▶ [WORK REQUIRED]
Shift every coordinate in the answers up by 8 and write the lines out again, requests included, from the line with "Can you find the table" through the end of the records.

--- START OF INPUT ---

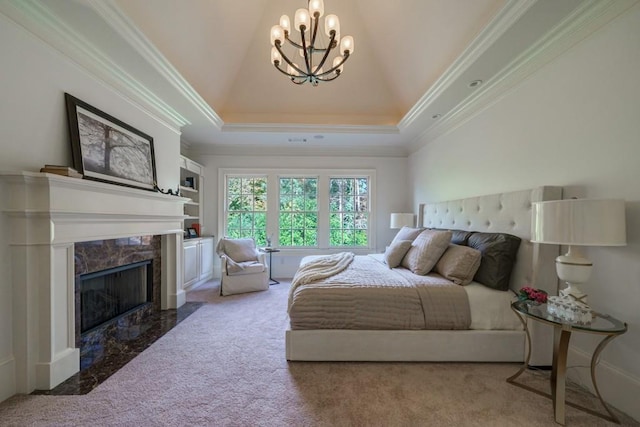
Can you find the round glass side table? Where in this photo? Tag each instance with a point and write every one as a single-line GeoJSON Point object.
{"type": "Point", "coordinates": [602, 324]}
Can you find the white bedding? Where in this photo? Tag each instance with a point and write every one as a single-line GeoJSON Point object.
{"type": "Point", "coordinates": [490, 309]}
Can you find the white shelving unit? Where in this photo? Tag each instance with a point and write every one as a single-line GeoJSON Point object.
{"type": "Point", "coordinates": [192, 171]}
{"type": "Point", "coordinates": [198, 253]}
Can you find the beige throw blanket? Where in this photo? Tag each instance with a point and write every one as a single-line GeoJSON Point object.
{"type": "Point", "coordinates": [320, 268]}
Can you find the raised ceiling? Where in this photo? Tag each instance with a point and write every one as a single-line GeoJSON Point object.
{"type": "Point", "coordinates": [203, 65]}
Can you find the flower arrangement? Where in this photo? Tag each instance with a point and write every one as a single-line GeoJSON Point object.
{"type": "Point", "coordinates": [527, 293]}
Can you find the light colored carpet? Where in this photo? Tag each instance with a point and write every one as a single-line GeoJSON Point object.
{"type": "Point", "coordinates": [225, 366]}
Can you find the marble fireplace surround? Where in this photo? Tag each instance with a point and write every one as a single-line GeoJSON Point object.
{"type": "Point", "coordinates": [46, 215]}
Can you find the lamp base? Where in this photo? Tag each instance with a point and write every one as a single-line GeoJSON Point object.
{"type": "Point", "coordinates": [574, 292]}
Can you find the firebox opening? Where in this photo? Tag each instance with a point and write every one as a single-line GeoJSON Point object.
{"type": "Point", "coordinates": [109, 294]}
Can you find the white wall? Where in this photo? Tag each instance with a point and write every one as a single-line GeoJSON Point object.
{"type": "Point", "coordinates": [33, 131]}
{"type": "Point", "coordinates": [576, 124]}
{"type": "Point", "coordinates": [390, 176]}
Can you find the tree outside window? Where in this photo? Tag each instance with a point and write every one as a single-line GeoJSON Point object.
{"type": "Point", "coordinates": [349, 212]}
{"type": "Point", "coordinates": [298, 216]}
{"type": "Point", "coordinates": [247, 208]}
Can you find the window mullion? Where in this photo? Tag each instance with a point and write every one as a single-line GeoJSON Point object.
{"type": "Point", "coordinates": [323, 211]}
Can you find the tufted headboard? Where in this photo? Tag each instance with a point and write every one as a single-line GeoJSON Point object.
{"type": "Point", "coordinates": [502, 213]}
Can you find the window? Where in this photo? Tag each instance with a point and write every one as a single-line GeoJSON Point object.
{"type": "Point", "coordinates": [349, 211]}
{"type": "Point", "coordinates": [316, 209]}
{"type": "Point", "coordinates": [247, 208]}
{"type": "Point", "coordinates": [298, 217]}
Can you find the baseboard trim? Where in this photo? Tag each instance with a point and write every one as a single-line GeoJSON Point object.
{"type": "Point", "coordinates": [618, 388]}
{"type": "Point", "coordinates": [50, 374]}
{"type": "Point", "coordinates": [7, 378]}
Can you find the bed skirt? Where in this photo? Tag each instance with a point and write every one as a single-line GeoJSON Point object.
{"type": "Point", "coordinates": [405, 346]}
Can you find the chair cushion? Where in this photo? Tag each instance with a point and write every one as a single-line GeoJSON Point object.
{"type": "Point", "coordinates": [247, 267]}
{"type": "Point", "coordinates": [239, 250]}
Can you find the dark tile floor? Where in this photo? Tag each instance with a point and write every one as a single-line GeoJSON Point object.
{"type": "Point", "coordinates": [102, 361]}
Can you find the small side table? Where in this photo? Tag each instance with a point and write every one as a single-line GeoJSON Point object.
{"type": "Point", "coordinates": [271, 251]}
{"type": "Point", "coordinates": [601, 324]}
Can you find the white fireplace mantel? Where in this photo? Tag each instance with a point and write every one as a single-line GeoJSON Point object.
{"type": "Point", "coordinates": [46, 215]}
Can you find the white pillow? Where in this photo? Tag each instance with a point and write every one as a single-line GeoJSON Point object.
{"type": "Point", "coordinates": [426, 250]}
{"type": "Point", "coordinates": [395, 252]}
{"type": "Point", "coordinates": [407, 233]}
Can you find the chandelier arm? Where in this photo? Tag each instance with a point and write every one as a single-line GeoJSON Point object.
{"type": "Point", "coordinates": [344, 59]}
{"type": "Point", "coordinates": [329, 79]}
{"type": "Point", "coordinates": [306, 54]}
{"type": "Point", "coordinates": [288, 62]}
{"type": "Point", "coordinates": [326, 54]}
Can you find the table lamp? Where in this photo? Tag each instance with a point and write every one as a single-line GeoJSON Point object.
{"type": "Point", "coordinates": [577, 223]}
{"type": "Point", "coordinates": [399, 220]}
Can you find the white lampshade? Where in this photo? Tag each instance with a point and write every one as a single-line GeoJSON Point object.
{"type": "Point", "coordinates": [578, 222]}
{"type": "Point", "coordinates": [399, 220]}
{"type": "Point", "coordinates": [581, 222]}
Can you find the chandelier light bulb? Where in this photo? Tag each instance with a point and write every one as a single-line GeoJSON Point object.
{"type": "Point", "coordinates": [302, 18]}
{"type": "Point", "coordinates": [316, 6]}
{"type": "Point", "coordinates": [337, 61]}
{"type": "Point", "coordinates": [346, 44]}
{"type": "Point", "coordinates": [331, 22]}
{"type": "Point", "coordinates": [285, 23]}
{"type": "Point", "coordinates": [277, 33]}
{"type": "Point", "coordinates": [275, 55]}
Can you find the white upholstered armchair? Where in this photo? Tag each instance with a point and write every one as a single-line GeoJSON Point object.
{"type": "Point", "coordinates": [244, 268]}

--- END OF INPUT ---

▶ [RESULT OF THE EXERCISE]
Can you find the table lamp? Where in this photo? Tag each instance with a point and write every one as a single-line GeoJSON Point object.
{"type": "Point", "coordinates": [585, 231]}
{"type": "Point", "coordinates": [407, 228]}
Can you find the white lampshade? Where in this photo? Tag each instance with a point and write every one as a single-line GeoJSON Point object.
{"type": "Point", "coordinates": [586, 230]}
{"type": "Point", "coordinates": [407, 228]}
{"type": "Point", "coordinates": [589, 230]}
Can you find the chandelier light bulb? Where in this photo? Tag each instance with a point and write every one as a single-line GeoJSON Point object.
{"type": "Point", "coordinates": [310, 26]}
{"type": "Point", "coordinates": [324, 14]}
{"type": "Point", "coordinates": [345, 69]}
{"type": "Point", "coordinates": [354, 52]}
{"type": "Point", "coordinates": [339, 30]}
{"type": "Point", "coordinates": [293, 31]}
{"type": "Point", "coordinates": [285, 41]}
{"type": "Point", "coordinates": [283, 63]}
Can you find the white upholstered armchair? Where in this photo? Tag each instance with a point and write every one as a single-line GeoJSON Point object.
{"type": "Point", "coordinates": [252, 276]}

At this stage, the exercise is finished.